> **Directive**
Please turn the lines below, from the one containing "Task: indicate the blue" through the one containing "<point>422,52</point>", both included, into a numbered list without blank lines.

+===+

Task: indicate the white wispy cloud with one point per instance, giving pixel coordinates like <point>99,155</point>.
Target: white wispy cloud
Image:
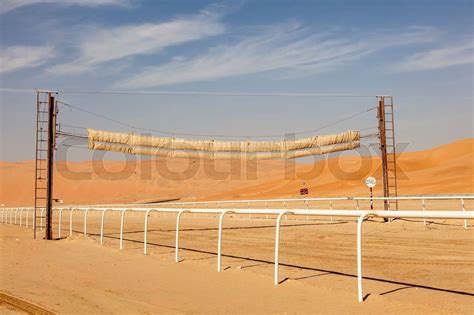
<point>287,47</point>
<point>462,54</point>
<point>105,45</point>
<point>10,5</point>
<point>20,57</point>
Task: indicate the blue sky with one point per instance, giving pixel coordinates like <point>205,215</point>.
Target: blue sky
<point>422,52</point>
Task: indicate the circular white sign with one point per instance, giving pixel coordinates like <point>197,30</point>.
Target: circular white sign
<point>370,182</point>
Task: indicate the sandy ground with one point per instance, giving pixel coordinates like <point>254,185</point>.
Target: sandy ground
<point>408,268</point>
<point>448,169</point>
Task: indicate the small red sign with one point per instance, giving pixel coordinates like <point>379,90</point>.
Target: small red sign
<point>304,191</point>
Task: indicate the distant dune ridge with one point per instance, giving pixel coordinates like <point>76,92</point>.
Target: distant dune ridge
<point>447,169</point>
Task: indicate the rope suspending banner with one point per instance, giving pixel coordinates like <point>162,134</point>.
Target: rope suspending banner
<point>213,150</point>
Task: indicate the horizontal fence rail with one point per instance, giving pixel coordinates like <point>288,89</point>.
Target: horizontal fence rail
<point>361,216</point>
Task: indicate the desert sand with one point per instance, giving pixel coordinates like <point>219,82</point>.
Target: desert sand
<point>408,267</point>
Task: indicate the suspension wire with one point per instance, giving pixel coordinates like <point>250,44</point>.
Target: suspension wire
<point>338,121</point>
<point>209,135</point>
<point>208,93</point>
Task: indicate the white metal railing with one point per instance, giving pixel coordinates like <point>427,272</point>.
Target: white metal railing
<point>361,215</point>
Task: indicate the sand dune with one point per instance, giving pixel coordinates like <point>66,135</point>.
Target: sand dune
<point>447,169</point>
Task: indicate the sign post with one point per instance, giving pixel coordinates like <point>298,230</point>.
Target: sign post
<point>371,182</point>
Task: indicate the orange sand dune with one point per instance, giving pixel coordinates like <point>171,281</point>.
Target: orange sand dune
<point>447,169</point>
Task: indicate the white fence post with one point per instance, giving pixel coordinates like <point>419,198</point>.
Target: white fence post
<point>466,225</point>
<point>330,207</point>
<point>424,209</point>
<point>85,221</point>
<point>70,220</point>
<point>60,220</point>
<point>277,243</point>
<point>176,244</point>
<point>145,234</point>
<point>359,254</point>
<point>102,226</point>
<point>41,218</point>
<point>121,227</point>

+===+

> **Solved exercise**
1. Task: indicate the blue sky with one point per instance, giving pixel coordinates like <point>205,215</point>.
2. Target: blue sky
3. <point>422,52</point>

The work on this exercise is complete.